▸ **QUOTED TEXT**:
--- start ---
You must start with the fact there is but one true and living God. And it's a tragedy to think in so-called Christian America, I say so-called, for that's a prostitution of the term, that we must assert again there is but one true and living God. He exists in himself. If all the universe of man and things went back into the oblivion of nothingness, he would yet be God.
God is not an idea we project upward and exist only in the framing of our idea. No, no. He is the true and the living God who always was and ever shall be in the mystery of his trinality, Father, Son, and Holy Ghost. And you need to understand that he is Creator.
This is his world. He made it. And you're his creature. And he made you.
And thirdly, you need to come to grips with that which your conscience tells you, which you continually attempt to put down so that you can have a license to sin. You're accountable to that God who made you. And the presence of your conscience is the monumental testimony to that accountability. God is woven into the fabric of your humanness, the awareness of your accountability.
And you can't escape it, my friend. It's appointed unto men once to die, and after this cometh judgment. That's why these sailors feared death. If you die and that's the end of you, why be afraid?
No, the Scripture says, who through fear of death were all their lifetime subject of bondage. And that's the tragedy of so much of the so-called thanatology in our day and the teaching that death is just a wonderful experience. You just float out of your body. My friends, this is a massive satanic deception.
You don't float out of your body into a peaceful, comfortable acquaintance with a big, warm light. If you're not in Christ, you'll go to judgment and to hell. My friend, you'll never be converted until you take that seriously. There's a God to whom you're accountable who knows every thought, every word, every deed, every intention of the heart.
And the Scripture says in that day He will judge according to the secrets of men's hearts. There is nothing hid that shall be known. And you need to understand that that God to whom you're accountable is a God of inflexible justice. The Scripture says He will by no means clear the guilty.
The soul that sinneth, it shall die. My friend, have you come to grips with that? If one sin was enough to banish our first father and mother from the Garden of Eden and to plunge them in all their posterity into a state of judgment, the wages of sin is death. What shall we say of the mountain of iniquity that we've raised up in our own individual life history?
No, no, my friend. All kinds of wishful thinking that that mountain will just dissolve before some kind of benevolent ooze called God. No, no, my friend. The mountain of your iniquity raised by your own sin stands and cries to God for judgment.
--- end ---
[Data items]
--- start ---
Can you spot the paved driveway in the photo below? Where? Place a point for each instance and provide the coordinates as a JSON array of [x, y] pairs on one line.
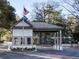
[[41, 53]]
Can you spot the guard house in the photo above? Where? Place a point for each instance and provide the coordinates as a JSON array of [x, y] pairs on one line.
[[24, 33]]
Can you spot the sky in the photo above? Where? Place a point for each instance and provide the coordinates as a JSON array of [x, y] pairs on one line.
[[28, 4]]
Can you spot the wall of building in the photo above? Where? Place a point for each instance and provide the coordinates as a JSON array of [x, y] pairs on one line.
[[22, 32]]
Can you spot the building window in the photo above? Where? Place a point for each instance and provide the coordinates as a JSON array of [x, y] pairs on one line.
[[28, 40]]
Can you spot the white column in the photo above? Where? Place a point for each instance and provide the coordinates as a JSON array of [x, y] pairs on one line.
[[60, 42]]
--- end ---
▸ **YOUR OBJECTIVE**: Reproduce word for word the passage of the sermon excerpt that begins with the words containing "You don't float" and ends with "of the heart.".

▸ **THE RESPONSE**:
You don't float out of your body into a peaceful, comfortable acquaintance with a big, warm light. If you're not in Christ, you'll go to judgment and to hell. My friend, you'll never be converted until you take that seriously. There's a God to whom you're accountable who knows every thought, every word, every deed, every intention of the heart.